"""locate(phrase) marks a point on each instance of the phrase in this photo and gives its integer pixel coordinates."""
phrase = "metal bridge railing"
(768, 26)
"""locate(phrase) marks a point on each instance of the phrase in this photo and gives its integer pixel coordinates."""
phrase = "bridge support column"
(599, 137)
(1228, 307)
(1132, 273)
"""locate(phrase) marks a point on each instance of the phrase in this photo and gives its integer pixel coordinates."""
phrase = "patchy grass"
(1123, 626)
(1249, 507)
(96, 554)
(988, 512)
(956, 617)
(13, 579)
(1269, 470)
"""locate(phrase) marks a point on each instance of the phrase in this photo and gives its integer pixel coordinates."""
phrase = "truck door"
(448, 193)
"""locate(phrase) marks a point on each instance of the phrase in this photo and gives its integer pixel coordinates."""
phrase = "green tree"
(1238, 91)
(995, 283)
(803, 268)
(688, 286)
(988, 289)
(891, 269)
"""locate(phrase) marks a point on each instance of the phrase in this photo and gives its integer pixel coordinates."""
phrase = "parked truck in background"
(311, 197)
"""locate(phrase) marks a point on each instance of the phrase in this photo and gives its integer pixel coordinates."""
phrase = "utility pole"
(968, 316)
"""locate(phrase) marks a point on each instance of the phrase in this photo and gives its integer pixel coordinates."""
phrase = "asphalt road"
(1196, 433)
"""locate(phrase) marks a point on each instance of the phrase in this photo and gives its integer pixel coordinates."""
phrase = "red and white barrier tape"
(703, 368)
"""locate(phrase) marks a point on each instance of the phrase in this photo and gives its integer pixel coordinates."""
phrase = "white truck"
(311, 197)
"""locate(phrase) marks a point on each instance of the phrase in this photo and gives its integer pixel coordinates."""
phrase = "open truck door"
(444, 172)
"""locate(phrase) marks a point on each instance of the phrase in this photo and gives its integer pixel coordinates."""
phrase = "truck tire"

....

• _Task to carry out_
Reproduce the data verbatim, starting at its first line and ending with the line that contains "(1132, 273)", including both ends and nothing beyond them.

• _Response_
"""locate(phrase) marks a point on each instance of the phrase in this photo and gives its integer pixel coordinates."""
phrase = "metal bridge railing"
(768, 26)
"""locate(phrase) marks a point on each instance of the phrase in this photo and gives its integer pixel coordinates."""
phrase = "bridge support column"
(599, 137)
(1228, 307)
(1132, 273)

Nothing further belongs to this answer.